_Task_
Return, unchanged, every line in the items below that contains the word "lifeboat".

_Source data_
┏━━
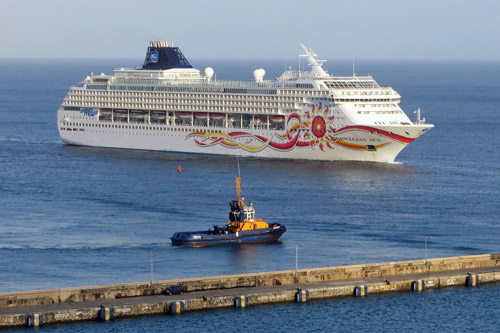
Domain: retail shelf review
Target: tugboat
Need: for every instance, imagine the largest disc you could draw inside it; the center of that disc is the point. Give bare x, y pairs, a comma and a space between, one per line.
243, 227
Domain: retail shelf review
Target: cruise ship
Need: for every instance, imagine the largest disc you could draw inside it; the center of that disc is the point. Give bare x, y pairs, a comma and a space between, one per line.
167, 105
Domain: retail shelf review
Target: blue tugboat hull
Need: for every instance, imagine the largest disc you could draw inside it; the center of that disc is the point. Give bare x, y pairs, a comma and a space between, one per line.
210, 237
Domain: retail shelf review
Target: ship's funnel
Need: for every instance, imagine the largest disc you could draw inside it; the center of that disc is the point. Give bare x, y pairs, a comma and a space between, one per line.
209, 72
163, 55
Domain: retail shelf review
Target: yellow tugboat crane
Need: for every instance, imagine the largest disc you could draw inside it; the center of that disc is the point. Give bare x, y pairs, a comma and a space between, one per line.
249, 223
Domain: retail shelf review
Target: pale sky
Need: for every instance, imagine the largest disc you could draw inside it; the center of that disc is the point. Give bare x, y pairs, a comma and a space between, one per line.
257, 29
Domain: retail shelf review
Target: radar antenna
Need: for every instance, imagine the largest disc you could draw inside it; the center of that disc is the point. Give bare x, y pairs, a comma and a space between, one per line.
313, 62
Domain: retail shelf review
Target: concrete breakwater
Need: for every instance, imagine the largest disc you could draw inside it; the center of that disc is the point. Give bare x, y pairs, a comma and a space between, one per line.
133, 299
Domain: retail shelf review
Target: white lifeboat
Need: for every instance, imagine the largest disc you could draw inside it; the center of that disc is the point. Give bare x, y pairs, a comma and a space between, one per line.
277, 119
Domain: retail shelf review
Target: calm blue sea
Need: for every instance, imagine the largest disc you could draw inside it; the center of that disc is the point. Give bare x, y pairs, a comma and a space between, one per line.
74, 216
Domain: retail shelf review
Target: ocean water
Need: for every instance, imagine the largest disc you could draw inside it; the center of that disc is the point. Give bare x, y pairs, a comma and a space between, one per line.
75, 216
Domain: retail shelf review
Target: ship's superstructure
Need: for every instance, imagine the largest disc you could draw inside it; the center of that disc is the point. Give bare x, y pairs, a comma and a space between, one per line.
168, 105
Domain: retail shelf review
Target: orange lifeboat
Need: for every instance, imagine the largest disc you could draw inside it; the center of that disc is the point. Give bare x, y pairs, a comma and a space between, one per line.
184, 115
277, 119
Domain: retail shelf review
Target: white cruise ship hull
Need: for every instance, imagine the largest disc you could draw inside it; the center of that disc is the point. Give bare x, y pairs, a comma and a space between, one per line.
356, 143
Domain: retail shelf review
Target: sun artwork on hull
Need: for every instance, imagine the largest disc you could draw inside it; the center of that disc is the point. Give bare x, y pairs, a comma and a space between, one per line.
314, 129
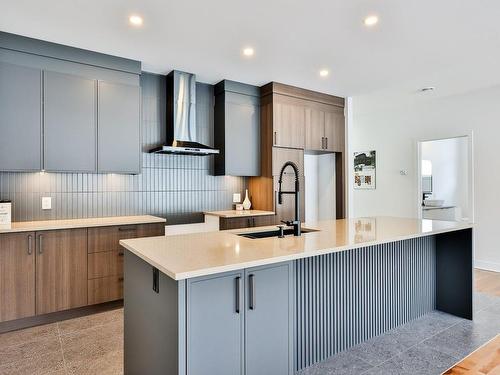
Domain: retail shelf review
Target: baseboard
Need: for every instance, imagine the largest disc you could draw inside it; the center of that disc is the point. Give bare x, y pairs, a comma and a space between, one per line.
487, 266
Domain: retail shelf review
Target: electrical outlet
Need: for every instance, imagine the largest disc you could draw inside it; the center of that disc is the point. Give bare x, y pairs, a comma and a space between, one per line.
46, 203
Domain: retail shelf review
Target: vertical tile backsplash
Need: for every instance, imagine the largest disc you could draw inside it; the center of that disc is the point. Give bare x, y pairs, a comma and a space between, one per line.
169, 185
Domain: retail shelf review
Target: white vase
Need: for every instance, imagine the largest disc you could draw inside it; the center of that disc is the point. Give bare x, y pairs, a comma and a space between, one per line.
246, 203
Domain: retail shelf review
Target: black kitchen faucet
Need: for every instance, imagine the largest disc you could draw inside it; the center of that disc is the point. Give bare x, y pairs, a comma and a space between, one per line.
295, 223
┗━━
┏━━
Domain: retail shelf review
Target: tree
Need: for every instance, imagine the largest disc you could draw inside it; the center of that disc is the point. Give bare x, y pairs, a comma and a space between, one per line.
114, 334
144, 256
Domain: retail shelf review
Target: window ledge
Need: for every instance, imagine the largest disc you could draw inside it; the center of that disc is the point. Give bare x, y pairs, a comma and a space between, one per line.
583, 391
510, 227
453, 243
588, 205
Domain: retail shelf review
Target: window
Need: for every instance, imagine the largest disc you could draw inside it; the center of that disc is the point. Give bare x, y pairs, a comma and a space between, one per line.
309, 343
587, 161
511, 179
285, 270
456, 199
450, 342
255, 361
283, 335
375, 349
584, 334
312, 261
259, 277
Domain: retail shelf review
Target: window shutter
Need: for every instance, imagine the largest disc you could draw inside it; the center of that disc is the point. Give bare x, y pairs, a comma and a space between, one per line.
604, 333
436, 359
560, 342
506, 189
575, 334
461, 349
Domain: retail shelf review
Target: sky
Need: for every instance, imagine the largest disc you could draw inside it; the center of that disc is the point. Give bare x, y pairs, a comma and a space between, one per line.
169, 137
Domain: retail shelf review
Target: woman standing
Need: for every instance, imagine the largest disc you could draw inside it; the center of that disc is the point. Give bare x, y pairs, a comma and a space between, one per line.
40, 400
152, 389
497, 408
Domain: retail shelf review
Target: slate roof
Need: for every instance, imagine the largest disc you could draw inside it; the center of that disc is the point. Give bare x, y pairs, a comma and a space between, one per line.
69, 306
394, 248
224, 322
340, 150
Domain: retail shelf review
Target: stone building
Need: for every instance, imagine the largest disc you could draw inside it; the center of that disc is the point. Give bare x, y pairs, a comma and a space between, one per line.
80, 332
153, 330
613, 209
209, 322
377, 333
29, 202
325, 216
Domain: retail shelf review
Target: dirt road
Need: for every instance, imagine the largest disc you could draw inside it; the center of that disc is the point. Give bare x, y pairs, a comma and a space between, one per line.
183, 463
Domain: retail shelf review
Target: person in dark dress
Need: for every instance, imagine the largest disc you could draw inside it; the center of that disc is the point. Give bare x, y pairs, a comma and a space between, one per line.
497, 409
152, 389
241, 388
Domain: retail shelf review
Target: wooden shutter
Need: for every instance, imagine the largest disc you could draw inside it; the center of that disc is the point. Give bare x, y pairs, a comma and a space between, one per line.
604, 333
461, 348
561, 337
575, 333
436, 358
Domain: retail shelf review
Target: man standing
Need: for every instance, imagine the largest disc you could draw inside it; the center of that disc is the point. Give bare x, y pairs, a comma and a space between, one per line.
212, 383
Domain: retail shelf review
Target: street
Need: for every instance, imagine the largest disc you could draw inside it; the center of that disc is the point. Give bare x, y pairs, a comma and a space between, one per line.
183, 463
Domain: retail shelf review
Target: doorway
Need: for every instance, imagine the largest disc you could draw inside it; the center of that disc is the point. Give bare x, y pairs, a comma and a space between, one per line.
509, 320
┗━━
_Response for this exercise_
Target: white lifeboat
Target: orange lifeboat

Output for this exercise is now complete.